TASK TO COMPLETE → Please pull out every line in the records that contains the word "small", copying each one in full.

Excerpts of pointing data →
........
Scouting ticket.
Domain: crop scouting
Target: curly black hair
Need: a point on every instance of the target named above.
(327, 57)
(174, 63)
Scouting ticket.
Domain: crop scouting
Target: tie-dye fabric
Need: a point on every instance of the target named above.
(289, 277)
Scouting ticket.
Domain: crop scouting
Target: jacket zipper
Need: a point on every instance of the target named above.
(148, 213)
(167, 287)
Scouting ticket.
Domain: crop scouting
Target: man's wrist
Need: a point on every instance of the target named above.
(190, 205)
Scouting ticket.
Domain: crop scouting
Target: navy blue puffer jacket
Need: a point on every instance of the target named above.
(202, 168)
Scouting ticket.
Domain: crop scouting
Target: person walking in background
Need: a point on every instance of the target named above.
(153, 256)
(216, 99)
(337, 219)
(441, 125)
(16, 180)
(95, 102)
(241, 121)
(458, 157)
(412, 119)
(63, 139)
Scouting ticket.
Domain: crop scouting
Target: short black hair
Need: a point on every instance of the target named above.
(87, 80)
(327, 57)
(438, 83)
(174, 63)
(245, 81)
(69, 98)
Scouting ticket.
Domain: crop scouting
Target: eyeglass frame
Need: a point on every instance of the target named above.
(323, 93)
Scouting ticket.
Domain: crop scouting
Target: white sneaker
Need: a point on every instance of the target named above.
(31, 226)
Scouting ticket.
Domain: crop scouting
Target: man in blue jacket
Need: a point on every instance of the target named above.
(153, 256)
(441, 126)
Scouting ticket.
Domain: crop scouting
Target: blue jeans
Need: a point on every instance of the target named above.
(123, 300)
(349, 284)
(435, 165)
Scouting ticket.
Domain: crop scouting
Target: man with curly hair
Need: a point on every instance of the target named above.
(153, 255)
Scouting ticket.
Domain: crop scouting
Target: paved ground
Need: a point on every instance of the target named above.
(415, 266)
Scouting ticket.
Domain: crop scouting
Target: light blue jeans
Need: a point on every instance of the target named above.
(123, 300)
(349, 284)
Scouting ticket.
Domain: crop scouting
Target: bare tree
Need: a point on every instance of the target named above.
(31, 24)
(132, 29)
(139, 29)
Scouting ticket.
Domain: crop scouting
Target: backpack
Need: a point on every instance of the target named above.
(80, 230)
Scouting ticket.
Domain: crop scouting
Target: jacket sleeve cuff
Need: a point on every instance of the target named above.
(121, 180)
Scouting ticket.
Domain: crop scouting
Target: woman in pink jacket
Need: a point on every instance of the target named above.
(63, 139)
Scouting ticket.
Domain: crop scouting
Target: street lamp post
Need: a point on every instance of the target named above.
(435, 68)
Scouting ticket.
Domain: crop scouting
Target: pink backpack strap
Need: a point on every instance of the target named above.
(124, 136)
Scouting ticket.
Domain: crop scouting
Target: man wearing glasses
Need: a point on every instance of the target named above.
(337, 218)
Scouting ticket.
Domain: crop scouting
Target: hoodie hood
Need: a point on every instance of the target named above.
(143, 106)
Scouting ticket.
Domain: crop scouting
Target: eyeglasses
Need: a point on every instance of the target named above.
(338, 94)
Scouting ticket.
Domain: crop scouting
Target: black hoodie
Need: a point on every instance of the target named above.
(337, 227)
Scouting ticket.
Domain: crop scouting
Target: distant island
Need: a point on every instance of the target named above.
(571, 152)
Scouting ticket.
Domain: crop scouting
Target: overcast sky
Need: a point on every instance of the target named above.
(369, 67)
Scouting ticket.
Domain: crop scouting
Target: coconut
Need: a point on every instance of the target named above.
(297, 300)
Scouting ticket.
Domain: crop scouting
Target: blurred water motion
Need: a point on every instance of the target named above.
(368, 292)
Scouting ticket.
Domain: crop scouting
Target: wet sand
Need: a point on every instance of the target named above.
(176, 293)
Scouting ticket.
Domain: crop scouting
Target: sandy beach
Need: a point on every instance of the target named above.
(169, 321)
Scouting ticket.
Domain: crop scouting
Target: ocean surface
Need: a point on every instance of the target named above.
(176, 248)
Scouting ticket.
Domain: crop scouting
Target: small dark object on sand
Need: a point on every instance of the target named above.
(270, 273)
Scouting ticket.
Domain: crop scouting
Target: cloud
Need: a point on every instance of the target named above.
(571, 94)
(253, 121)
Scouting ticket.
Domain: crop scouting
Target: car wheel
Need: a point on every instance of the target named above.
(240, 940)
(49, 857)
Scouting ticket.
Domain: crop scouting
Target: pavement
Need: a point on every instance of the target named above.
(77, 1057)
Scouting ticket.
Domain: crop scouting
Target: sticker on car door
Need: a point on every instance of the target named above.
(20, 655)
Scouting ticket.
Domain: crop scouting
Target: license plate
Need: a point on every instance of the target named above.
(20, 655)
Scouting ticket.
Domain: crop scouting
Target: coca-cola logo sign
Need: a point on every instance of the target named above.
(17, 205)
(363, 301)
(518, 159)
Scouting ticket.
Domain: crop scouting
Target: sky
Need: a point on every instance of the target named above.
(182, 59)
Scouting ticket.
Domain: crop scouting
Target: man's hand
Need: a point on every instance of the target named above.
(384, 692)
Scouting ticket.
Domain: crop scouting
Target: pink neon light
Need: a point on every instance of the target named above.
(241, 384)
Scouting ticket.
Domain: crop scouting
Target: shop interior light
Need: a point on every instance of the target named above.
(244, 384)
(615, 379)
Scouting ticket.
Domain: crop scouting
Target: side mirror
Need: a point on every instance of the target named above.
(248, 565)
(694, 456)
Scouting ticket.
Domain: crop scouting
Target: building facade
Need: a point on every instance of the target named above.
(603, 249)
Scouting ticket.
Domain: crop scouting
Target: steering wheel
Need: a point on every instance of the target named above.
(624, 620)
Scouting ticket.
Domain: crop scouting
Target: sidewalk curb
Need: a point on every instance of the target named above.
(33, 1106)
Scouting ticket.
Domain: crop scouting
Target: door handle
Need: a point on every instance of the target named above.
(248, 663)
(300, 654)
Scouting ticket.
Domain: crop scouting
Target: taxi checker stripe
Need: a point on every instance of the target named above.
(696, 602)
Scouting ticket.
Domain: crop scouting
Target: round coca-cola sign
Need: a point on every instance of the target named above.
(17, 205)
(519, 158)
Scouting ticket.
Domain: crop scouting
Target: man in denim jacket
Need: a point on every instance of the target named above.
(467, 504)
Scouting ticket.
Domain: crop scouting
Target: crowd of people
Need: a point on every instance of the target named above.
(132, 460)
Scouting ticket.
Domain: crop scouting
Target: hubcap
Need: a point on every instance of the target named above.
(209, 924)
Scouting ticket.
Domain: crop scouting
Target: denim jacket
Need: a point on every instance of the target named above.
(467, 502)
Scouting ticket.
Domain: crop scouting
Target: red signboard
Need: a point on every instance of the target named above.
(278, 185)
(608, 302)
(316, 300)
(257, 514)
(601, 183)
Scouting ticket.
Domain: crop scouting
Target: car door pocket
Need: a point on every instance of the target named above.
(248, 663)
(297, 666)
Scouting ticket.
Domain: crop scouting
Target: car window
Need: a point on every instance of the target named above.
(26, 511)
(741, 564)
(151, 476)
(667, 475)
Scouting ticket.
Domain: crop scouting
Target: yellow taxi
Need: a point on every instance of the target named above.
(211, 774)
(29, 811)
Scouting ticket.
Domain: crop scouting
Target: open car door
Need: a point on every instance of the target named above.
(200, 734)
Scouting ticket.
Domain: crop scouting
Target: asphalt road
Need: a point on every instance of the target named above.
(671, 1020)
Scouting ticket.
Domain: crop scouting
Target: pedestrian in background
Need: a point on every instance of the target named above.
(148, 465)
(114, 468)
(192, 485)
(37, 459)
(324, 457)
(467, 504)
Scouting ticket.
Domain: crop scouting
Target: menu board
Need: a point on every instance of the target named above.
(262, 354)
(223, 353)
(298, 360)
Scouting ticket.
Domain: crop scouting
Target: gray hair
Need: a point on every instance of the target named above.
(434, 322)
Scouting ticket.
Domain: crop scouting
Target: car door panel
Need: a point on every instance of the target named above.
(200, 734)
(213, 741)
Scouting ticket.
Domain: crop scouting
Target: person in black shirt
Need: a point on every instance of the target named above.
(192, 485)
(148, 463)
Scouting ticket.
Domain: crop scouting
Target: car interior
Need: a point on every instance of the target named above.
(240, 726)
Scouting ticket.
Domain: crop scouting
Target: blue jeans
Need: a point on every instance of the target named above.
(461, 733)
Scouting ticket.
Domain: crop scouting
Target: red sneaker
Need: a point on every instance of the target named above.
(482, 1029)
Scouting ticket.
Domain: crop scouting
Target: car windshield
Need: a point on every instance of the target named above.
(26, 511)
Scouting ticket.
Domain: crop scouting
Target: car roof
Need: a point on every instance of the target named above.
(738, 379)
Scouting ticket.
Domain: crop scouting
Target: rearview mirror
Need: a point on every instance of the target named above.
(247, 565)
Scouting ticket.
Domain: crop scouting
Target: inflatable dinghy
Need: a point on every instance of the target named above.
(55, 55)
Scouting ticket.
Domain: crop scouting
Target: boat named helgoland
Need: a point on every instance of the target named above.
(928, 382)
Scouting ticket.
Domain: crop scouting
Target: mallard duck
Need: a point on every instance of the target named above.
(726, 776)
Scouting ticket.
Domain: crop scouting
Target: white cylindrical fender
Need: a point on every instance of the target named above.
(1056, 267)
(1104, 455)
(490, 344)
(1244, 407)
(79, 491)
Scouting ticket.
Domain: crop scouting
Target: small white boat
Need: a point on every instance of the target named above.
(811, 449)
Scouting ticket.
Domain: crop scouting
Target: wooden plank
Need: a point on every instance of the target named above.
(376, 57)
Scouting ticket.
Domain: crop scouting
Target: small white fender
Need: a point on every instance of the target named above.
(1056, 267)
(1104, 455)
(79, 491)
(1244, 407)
........
OUTPUT FOR THIS EXERCISE →
Target: small dark object on sand
Target: small white boat
Target: small white fender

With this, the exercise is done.